::: Data lines
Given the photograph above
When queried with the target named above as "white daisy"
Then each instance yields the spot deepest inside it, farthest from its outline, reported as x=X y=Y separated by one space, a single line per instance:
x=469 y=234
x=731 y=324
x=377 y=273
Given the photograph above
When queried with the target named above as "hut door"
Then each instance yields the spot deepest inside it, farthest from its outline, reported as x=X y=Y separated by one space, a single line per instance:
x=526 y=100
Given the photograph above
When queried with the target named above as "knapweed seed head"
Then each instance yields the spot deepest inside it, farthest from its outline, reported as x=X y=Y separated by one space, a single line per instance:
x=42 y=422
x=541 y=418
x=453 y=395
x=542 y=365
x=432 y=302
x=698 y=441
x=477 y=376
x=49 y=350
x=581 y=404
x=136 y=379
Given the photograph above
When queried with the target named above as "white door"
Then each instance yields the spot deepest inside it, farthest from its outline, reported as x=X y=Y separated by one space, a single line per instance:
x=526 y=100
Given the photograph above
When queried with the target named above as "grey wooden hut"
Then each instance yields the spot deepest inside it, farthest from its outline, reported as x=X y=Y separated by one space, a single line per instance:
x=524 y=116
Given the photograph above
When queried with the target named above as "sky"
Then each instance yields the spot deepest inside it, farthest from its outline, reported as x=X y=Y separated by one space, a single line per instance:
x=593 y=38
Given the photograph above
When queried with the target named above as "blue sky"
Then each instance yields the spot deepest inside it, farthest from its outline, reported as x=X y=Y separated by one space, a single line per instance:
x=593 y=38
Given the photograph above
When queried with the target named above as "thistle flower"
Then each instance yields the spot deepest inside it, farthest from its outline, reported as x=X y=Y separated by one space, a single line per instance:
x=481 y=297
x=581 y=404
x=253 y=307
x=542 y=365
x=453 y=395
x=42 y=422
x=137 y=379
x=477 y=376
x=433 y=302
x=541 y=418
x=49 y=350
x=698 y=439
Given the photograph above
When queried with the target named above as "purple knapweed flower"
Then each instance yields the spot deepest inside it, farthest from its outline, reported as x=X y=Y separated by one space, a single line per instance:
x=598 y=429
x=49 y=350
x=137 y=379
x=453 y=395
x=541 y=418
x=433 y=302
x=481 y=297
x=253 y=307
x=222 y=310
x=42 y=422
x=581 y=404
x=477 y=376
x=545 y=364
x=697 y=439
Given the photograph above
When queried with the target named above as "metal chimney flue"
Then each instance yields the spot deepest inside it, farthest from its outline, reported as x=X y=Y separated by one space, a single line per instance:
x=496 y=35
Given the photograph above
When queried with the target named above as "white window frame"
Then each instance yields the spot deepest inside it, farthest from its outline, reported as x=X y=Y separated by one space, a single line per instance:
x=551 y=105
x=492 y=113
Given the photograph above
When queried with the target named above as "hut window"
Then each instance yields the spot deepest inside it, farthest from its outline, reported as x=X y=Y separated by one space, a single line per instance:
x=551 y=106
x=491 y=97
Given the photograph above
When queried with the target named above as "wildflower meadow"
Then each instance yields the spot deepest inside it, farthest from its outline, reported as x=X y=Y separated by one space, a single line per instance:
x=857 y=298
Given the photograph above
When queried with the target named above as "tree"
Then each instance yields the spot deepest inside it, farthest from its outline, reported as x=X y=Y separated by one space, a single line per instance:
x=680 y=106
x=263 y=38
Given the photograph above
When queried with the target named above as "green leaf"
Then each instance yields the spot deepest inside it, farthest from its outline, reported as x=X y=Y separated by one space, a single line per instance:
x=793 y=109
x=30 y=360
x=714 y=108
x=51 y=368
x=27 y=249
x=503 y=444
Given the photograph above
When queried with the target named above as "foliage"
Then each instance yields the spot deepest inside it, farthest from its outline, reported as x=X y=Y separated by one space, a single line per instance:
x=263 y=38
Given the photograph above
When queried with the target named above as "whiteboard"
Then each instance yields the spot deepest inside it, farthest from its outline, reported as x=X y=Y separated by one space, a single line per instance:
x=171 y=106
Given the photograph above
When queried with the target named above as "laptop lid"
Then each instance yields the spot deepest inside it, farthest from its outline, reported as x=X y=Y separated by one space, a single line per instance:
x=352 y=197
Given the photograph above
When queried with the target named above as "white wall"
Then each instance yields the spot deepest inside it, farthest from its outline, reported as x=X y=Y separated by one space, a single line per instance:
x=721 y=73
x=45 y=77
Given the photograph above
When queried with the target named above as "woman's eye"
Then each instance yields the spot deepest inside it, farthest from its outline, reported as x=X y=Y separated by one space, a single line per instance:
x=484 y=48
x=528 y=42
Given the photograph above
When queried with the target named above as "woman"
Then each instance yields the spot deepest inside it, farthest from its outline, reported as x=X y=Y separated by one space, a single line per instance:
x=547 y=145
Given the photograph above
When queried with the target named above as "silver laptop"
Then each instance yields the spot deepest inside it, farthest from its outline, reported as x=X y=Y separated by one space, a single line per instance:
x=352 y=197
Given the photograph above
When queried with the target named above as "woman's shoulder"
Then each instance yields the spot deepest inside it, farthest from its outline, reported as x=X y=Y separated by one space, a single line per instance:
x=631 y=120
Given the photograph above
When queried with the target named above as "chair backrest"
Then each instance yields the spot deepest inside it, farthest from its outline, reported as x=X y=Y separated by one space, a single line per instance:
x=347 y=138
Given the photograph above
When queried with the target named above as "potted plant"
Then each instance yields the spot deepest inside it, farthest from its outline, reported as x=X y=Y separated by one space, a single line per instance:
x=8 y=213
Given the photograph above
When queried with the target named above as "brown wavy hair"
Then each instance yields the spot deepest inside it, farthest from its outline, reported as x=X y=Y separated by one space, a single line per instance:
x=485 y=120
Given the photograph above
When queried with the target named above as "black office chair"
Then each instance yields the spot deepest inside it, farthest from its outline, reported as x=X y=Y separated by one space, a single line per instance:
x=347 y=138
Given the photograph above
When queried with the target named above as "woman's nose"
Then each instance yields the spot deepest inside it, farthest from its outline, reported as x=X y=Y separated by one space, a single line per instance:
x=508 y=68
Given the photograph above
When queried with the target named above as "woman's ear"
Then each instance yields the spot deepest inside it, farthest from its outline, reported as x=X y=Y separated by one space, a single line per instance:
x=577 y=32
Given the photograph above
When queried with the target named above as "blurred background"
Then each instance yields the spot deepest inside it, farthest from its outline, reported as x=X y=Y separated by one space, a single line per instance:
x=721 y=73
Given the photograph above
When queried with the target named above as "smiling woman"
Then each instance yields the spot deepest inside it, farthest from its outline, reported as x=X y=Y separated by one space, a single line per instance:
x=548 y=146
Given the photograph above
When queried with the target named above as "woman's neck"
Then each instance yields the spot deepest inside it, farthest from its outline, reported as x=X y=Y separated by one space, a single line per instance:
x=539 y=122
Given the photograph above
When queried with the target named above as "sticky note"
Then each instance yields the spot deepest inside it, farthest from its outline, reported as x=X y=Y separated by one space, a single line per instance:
::::::
::: Data lines
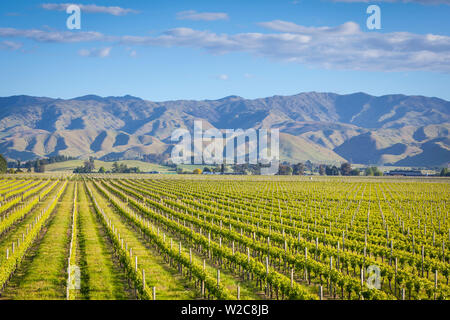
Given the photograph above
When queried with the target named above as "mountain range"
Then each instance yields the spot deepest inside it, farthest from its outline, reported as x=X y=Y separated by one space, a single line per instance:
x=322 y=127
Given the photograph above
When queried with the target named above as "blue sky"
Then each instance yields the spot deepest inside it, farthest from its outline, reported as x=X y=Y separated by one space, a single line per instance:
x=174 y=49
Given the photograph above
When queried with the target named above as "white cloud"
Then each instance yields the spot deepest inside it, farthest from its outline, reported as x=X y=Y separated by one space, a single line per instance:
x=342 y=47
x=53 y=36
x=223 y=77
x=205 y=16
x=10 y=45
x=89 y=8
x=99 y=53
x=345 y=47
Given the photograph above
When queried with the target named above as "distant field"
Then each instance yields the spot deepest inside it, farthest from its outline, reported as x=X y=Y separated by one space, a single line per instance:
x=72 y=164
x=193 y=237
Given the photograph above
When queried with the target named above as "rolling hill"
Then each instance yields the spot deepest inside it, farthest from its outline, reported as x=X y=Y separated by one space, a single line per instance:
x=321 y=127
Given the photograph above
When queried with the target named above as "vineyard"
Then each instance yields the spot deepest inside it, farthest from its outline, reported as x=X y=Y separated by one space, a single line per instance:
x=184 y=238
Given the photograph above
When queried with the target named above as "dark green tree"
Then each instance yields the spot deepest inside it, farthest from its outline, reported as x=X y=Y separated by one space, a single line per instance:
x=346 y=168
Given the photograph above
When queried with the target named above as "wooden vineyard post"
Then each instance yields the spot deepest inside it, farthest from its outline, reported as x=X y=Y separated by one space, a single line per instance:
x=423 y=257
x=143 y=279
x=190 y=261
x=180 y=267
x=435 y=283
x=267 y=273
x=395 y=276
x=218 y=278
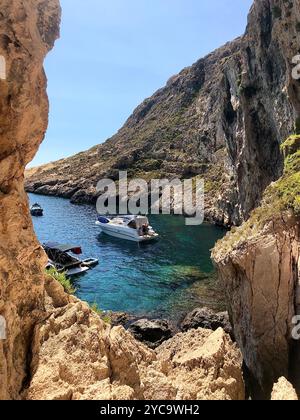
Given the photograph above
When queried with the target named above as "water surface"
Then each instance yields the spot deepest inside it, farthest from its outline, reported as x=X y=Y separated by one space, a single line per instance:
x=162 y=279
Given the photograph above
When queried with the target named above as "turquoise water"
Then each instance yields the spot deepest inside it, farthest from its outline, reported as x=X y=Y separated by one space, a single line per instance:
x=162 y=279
::::::
• _What to do_: Please list every line in the records above that contains the word "wooden".

• _Task result_:
When queried with the target named above as "grey wooden hut"
When queried with the target named above as "wooden vineyard post"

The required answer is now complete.